■ SELECTED EXTRACT ■
- Opening Delimiter -

William Butler Yeats

On Woman - Analysis

A hymn that can’t stay a hymn

The poem begins as a kind of boisterous prayer of thanks, but its central claim is more unsettling: the speaker praises woman as the most complete form of companionship precisely because she can undo a man’s composure, even his sanity. The opening blessing, May God be praised, sounds confident and public, as if the speaker has a settled doctrine. Yet the poem keeps breaking that confidence from the inside. What starts as admiration for a love that covers all a man brings becomes, by the end, an admission of obsession, rage, and helpless dependence on some one / perverse creature of chance.

Comforting surrender, or erasure of mind?

The first stanza makes its most provocative move early: woman is praised because she gives up all her mind. That line can read like a compliment to self-forgetful devotion, but it also reveals the speaker’s desire for a partner who does not resist him. He celebrates a friendship found in no man, one that does not quarrel with a thought because it is not her own. The tenderness he wants is inseparable from submission: he imagines a love that absorbs a man’s life as with her flesh and bone, a sheltering intimacy that also encloses and possibly smothers. The tension is immediate: the speaker’s gratitude depends on a picture of woman as both wholly intimate and curiously unopinionated, as if her virtue is to make his mind unchallenged.

- Closing Delimiter -

■ EXCERPTED DATA ■
- Opening Delimiter -

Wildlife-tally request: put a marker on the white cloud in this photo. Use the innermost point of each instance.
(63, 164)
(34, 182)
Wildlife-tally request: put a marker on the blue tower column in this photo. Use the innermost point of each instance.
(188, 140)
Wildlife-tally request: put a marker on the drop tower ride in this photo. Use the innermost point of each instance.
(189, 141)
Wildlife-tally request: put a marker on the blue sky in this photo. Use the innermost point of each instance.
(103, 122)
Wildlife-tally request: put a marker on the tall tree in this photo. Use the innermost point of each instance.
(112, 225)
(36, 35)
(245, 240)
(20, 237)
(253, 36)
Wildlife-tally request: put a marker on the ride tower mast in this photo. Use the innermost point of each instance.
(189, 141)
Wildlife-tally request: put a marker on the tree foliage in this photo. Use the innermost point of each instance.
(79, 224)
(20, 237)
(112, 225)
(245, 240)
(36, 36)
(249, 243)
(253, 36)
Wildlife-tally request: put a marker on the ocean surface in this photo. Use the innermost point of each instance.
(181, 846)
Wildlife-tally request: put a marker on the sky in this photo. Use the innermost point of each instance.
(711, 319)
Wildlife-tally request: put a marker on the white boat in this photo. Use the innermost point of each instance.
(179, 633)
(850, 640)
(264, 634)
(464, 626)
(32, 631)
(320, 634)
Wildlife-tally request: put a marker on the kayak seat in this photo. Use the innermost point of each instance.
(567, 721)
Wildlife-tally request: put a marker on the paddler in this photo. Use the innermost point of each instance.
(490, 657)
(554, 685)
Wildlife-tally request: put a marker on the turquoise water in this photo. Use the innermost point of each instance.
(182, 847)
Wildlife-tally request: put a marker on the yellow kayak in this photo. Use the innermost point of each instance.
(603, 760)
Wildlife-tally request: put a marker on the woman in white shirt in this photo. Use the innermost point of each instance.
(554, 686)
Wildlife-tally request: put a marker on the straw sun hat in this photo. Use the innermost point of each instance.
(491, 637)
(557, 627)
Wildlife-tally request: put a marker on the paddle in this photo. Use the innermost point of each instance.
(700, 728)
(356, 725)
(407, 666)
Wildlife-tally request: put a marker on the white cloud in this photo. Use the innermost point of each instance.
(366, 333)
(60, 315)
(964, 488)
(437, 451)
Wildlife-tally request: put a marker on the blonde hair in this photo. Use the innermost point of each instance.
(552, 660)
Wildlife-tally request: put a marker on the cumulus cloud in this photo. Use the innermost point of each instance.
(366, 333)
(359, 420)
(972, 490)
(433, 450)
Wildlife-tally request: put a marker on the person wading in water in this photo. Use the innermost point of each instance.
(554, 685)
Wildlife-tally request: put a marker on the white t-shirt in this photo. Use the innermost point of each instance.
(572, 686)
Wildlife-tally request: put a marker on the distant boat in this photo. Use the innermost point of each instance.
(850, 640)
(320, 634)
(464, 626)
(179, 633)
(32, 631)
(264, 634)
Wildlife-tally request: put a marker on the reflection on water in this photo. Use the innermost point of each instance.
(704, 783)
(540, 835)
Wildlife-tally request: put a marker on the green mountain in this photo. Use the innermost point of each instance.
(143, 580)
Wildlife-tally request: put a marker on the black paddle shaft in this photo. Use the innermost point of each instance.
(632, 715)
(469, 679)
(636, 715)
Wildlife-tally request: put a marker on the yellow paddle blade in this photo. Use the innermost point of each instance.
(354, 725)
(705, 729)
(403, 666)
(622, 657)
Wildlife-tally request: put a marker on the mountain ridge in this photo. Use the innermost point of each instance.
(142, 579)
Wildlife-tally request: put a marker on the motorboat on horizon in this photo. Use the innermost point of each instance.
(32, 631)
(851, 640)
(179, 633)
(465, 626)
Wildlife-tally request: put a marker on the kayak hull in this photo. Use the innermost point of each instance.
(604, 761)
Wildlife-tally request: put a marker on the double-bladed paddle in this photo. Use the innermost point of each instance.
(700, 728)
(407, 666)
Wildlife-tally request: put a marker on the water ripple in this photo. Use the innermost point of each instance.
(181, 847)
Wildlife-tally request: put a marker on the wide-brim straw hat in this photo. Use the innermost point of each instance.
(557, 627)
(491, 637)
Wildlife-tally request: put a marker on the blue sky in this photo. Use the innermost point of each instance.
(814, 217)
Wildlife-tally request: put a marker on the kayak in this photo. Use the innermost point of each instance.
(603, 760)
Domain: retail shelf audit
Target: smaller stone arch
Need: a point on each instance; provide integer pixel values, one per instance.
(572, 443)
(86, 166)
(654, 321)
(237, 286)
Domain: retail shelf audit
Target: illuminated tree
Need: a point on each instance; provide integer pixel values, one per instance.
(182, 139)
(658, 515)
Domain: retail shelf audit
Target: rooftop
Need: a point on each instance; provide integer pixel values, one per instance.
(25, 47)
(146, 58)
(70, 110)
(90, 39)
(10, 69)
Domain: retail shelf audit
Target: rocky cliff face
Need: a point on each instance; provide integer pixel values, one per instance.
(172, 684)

- Closing Delimiter -

■ EXERCISES TO COMPLETE ■
a: In the analysis of Yeats's "On Woman," what are the words of the poem's opening blessing?
b: From the analysis of Yeats's "On Woman," reproduce the passage from "William Butler Yeats" up to and including "erasure of mind?", word for word.

■ WRITTEN RESPONSES ■
a: May God be praised.

b:
William Butler Yeats

On Woman - Analysis

A hymn that can’t stay a hymn

The poem begins as a kind of boisterous prayer of thanks, but its central claim is more unsettling: the speaker praises woman as the most complete form of companionship precisely because she can undo a man’s composure, even his sanity. The opening blessing, May God be praised, sounds confident and public, as if the speaker has a settled doctrine. Yet the poem keeps breaking that confidence from the inside. What starts as admiration for a love that covers all a man brings becomes, by the end, an admission of obsession, rage, and helpless dependence on some one / perverse creature of chance.

Comforting surrender, or erasure of mind?